▶ **What is required**: Repeat the data below word for word.

Provided data Start Marker

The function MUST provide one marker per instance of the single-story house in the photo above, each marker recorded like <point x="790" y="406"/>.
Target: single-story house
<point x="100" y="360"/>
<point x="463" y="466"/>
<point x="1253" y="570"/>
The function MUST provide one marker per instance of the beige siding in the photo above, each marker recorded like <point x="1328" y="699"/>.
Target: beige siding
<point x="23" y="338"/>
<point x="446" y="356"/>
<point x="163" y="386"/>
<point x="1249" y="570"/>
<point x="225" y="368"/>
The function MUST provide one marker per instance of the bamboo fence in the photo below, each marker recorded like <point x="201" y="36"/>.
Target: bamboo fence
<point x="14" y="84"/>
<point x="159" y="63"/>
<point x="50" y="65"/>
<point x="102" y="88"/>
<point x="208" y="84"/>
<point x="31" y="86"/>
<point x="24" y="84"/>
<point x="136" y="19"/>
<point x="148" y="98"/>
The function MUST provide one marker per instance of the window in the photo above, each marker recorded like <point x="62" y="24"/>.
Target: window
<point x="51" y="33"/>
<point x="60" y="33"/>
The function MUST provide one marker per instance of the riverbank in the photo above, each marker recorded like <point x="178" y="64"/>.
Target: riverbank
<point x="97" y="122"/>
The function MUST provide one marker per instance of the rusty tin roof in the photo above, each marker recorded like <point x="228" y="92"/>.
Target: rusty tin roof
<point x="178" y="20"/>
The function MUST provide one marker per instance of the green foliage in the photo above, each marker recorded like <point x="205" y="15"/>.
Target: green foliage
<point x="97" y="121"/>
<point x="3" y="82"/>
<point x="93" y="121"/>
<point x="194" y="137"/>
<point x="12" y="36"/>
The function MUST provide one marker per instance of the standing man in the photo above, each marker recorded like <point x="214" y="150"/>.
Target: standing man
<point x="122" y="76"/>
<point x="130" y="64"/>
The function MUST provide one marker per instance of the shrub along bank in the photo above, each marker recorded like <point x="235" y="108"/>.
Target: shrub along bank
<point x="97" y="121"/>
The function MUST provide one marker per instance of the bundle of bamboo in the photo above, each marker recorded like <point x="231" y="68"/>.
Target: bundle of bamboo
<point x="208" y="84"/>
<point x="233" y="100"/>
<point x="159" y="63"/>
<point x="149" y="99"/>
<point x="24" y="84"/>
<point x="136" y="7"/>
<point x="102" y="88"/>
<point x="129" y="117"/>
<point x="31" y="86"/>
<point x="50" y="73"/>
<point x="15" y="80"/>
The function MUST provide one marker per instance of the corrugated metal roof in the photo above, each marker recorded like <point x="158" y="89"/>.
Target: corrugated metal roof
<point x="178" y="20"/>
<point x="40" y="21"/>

Provided data End Marker

▶ **Problem solution**:
The function MUST provide one marker per instance of the single-story house in the photo above, each marker recorded like <point x="790" y="406"/>.
Target: single-story house
<point x="100" y="360"/>
<point x="463" y="466"/>
<point x="1253" y="570"/>
The function MUST provide one marker per instance of the beige siding in the photo above, each marker recorded like <point x="1328" y="699"/>.
Target: beige siding
<point x="23" y="338"/>
<point x="446" y="356"/>
<point x="163" y="386"/>
<point x="1249" y="570"/>
<point x="225" y="368"/>
The function MUST provide one marker per instance of the bamboo fence in the photo below, each marker recorded like <point x="201" y="36"/>.
Target: bamboo fence
<point x="14" y="84"/>
<point x="159" y="63"/>
<point x="50" y="65"/>
<point x="102" y="88"/>
<point x="208" y="84"/>
<point x="31" y="86"/>
<point x="24" y="84"/>
<point x="136" y="19"/>
<point x="148" y="98"/>
The function MUST provide one marker per instance of the window in the photo above, each marker recorded like <point x="62" y="24"/>.
Target: window
<point x="51" y="33"/>
<point x="60" y="33"/>
The function MUST provide one marker per instance of the riverbank in the photo above, each marker recorded like <point x="178" y="64"/>.
Target: riverbank
<point x="97" y="122"/>
The function MUST provide one marker per instance of the rusty tin roof in the photo above, each marker recorded like <point x="228" y="92"/>.
Target: rusty tin roof
<point x="178" y="20"/>
The function MUST provide one marker per instance of the green foliage in the photo above, each marker recorded like <point x="205" y="15"/>.
Target: green foliage
<point x="97" y="121"/>
<point x="3" y="82"/>
<point x="93" y="121"/>
<point x="194" y="137"/>
<point x="12" y="36"/>
The function MUST provide one marker per instance of the standing man in the photo above, each marker recorded like <point x="214" y="150"/>.
Target: standing man
<point x="122" y="76"/>
<point x="130" y="64"/>
The function MUST provide one marker per instance of the shrub along bank in the photo above, each marker recorded like <point x="235" y="108"/>.
Target: shrub along bank
<point x="97" y="121"/>
The function MUST provide one marker per instance of the bundle of bamboo in the photo above, each marker recorded like <point x="231" y="68"/>.
Target: bundle of bamboo
<point x="208" y="84"/>
<point x="233" y="100"/>
<point x="159" y="63"/>
<point x="149" y="99"/>
<point x="24" y="84"/>
<point x="136" y="7"/>
<point x="102" y="88"/>
<point x="129" y="117"/>
<point x="31" y="86"/>
<point x="50" y="73"/>
<point x="15" y="80"/>
The function MUST provide one marker per instance of the corrugated metal roof in the photo above, each marker recorded like <point x="158" y="89"/>.
Target: corrugated metal roof
<point x="178" y="20"/>
<point x="40" y="21"/>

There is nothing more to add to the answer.